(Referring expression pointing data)
- - -

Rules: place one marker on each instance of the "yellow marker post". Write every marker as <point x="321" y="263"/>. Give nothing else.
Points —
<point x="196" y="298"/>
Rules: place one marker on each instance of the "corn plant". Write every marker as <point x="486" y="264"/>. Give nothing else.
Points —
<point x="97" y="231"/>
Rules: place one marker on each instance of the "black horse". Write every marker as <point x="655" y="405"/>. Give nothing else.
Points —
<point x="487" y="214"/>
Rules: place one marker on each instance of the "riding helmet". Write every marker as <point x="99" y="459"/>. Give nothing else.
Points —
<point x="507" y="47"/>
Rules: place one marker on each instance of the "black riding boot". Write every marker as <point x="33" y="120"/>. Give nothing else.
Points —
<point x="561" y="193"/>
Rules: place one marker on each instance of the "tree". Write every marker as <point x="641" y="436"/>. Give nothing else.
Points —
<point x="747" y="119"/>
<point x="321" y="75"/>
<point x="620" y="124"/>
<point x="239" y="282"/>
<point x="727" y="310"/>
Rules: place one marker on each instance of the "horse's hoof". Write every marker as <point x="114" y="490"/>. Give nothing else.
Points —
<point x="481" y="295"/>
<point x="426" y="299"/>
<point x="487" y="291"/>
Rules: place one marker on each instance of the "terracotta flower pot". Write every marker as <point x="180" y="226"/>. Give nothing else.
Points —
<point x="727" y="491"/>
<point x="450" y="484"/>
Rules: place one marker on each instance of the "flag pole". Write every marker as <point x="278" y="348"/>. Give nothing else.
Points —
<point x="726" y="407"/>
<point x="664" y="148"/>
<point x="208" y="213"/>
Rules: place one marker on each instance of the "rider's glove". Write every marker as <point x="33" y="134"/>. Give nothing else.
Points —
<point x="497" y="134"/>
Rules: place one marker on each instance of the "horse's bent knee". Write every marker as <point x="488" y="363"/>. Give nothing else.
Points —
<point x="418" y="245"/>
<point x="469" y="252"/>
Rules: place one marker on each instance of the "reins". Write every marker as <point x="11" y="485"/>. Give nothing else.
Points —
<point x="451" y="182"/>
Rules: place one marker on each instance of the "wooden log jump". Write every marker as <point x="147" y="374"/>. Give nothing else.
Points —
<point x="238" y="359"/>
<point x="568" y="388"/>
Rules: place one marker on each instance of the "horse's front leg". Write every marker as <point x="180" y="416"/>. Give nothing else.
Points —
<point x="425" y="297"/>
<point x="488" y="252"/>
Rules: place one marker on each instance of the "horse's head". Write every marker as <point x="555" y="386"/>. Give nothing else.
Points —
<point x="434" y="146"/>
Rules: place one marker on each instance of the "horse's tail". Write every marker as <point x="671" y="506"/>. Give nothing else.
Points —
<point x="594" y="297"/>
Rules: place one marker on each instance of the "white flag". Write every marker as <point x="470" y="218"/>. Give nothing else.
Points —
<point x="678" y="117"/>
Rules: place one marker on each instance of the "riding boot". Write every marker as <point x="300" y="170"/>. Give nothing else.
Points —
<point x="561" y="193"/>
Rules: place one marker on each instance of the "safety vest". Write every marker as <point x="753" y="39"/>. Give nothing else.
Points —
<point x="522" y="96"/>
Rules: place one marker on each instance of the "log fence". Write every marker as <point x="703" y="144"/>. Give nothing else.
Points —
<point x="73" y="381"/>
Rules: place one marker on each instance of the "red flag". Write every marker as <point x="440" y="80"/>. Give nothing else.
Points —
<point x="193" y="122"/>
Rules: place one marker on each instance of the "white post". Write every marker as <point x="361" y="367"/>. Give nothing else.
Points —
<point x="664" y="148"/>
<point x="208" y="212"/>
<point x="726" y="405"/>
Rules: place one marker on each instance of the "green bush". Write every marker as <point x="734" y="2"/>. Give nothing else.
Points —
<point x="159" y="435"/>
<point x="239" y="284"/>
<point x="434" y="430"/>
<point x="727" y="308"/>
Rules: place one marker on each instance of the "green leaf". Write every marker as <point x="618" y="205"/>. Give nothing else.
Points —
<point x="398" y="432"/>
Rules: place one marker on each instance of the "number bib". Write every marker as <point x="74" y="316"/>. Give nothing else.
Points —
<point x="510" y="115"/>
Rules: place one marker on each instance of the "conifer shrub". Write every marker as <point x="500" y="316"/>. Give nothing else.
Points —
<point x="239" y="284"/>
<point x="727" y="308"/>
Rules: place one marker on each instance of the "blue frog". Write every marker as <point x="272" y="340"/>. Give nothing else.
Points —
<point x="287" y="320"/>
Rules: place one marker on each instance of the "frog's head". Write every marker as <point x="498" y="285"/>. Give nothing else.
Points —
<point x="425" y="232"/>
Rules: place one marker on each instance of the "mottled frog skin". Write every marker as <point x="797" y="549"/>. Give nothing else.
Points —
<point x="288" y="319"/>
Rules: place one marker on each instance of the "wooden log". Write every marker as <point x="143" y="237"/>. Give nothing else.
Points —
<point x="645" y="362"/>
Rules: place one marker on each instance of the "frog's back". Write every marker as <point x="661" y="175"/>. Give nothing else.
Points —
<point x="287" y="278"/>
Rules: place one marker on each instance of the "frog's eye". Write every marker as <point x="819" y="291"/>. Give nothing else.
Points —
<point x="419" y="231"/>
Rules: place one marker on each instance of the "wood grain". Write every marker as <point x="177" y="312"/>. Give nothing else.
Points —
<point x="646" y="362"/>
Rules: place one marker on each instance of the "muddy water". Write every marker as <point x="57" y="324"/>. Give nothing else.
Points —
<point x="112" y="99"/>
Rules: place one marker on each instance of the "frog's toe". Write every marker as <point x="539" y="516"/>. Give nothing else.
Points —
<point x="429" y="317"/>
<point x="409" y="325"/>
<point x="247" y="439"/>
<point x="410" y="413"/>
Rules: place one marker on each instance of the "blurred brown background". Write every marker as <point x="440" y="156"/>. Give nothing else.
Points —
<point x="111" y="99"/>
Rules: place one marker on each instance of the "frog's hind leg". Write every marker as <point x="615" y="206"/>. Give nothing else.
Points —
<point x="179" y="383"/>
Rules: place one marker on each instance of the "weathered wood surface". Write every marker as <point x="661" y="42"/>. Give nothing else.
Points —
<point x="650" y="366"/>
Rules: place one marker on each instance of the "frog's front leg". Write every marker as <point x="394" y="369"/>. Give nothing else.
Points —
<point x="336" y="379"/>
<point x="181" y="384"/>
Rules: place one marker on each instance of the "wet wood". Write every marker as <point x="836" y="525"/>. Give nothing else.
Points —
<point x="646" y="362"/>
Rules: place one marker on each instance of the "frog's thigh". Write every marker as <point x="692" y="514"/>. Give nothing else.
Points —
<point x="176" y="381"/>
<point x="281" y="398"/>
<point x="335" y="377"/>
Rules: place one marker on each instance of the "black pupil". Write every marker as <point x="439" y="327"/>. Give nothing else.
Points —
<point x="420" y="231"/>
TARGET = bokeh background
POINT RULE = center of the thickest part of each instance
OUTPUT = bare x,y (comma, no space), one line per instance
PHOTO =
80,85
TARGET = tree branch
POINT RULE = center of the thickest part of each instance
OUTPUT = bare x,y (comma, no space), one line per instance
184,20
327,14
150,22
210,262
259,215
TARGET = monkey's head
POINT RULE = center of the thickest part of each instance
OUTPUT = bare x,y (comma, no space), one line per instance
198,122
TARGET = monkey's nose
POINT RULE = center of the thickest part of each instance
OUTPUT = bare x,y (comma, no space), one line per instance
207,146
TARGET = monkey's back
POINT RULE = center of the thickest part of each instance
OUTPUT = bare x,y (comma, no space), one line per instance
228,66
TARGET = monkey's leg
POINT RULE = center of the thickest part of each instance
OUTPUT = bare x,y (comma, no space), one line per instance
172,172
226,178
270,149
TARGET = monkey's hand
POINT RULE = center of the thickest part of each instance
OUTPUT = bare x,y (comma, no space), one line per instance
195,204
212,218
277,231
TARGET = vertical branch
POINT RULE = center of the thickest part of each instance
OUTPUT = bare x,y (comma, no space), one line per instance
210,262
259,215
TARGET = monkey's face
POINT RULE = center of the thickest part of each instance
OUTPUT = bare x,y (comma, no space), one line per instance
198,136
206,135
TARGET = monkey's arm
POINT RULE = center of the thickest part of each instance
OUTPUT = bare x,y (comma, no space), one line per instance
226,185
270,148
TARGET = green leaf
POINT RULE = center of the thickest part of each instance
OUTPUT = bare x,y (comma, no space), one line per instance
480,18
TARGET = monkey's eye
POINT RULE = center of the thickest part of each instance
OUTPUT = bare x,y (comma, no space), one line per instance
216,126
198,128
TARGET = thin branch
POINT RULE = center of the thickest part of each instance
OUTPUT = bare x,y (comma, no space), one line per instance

- - -

# Exercise directions
Look through the records above for the string "green", then copy every line that has it.

# Task response
Rules: place one marker on each instance of the "green bush". Write every marker as <point x="734" y="2"/>. Give nothing else.
Rules: place one marker on each instance of the "green leaf". Write every marker as <point x="618" y="205"/>. Give nothing else.
TARGET = green leaf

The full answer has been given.